• [Your objective] Recast the rows, from the line containing "Wildlife-survey tagging: tag each instance of the round" through the end of the rows (both ends included), as a Markdown table with the columns Number and Line, numbering each line in order and leaving out blank lines.

# Raw data start

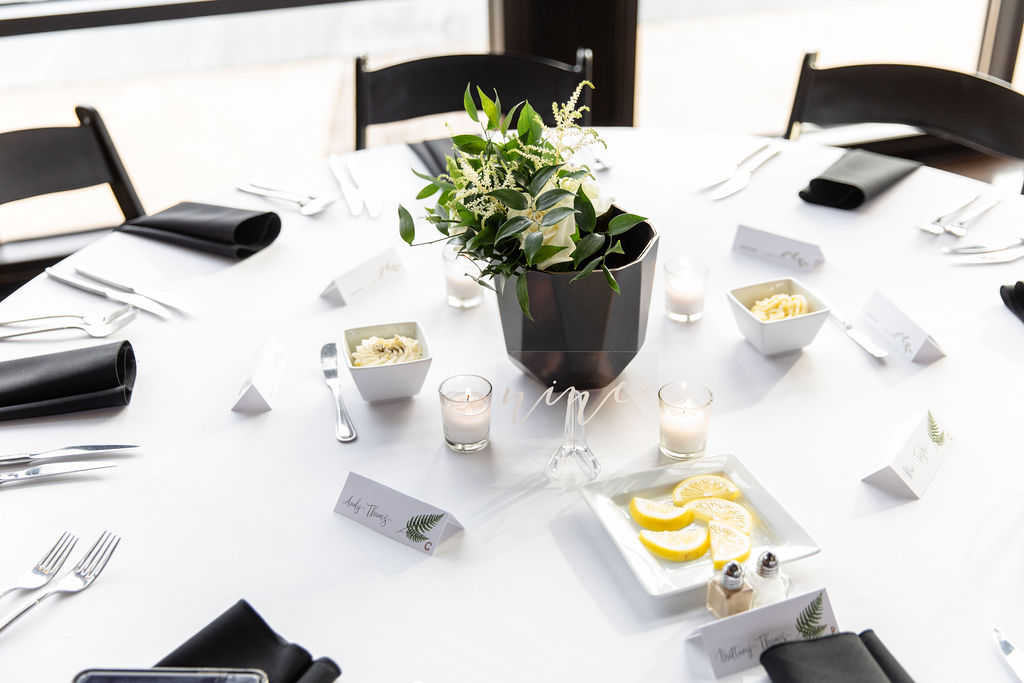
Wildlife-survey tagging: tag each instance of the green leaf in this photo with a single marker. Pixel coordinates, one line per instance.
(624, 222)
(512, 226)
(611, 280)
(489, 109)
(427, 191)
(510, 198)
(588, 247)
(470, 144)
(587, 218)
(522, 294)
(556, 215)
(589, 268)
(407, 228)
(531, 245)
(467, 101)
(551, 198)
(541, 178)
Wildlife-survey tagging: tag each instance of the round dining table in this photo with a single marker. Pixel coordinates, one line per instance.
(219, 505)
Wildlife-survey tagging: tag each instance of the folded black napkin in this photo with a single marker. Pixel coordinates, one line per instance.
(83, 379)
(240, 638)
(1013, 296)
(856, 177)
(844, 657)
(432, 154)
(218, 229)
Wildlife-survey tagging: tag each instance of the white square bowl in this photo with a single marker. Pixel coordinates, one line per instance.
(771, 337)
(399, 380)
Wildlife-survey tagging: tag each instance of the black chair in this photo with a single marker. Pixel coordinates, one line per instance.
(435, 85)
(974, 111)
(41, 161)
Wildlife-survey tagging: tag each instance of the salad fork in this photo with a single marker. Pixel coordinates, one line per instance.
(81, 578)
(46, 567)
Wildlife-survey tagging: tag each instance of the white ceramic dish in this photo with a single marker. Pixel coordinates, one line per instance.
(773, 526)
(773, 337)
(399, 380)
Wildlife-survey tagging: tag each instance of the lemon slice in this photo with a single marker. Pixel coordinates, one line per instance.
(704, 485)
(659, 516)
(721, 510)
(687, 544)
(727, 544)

# Raw data end

• [Task result]
| Number | Line |
|---|---|
| 1 | Wildlife-survey tagging: tag each instance of the round dining table in this photo with a single marker. Pixel coordinates, one line per instance. |
| 2 | (219, 505) |
| 3 | Wildlife-survey tagging: tag each instance of the folded black napkin in this photo with a single marker. Pixel coordinates, one line per instance. |
| 4 | (83, 379) |
| 5 | (240, 638) |
| 6 | (1013, 296) |
| 7 | (856, 177) |
| 8 | (844, 657) |
| 9 | (432, 154) |
| 10 | (218, 229) |
| 11 | Wildlife-survey tagging: tag each instance of the white square bowl in this photo with a single marker. Pixel coordinates, one line per instance. |
| 12 | (771, 337) |
| 13 | (399, 380) |
| 14 | Wildlife-survey tagging: tag each instance of the black chair in this photo with a single marker. Pixel coordinates, one line per instance. |
| 15 | (435, 85) |
| 16 | (974, 111) |
| 17 | (41, 161) |
| 18 | Wildlife-survey tagging: tag each instance of the salad fork in this photo with a single marker. Pixel coordinates, one line per instance. |
| 19 | (81, 578) |
| 20 | (46, 567) |
| 21 | Wildlife-survey tagging: tag each instance of the white ceramic dish in this photo with a single marker. Pixel coordinates, one line per instance. |
| 22 | (773, 526) |
| 23 | (773, 337) |
| 24 | (399, 380) |
| 25 | Wildlife-survey tagging: tag each instance of the lemon slice in this photo with a single marker. Pixel coordinates, one line per instance. |
| 26 | (704, 485) |
| 27 | (659, 516) |
| 28 | (721, 510) |
| 29 | (687, 544) |
| 30 | (727, 544) |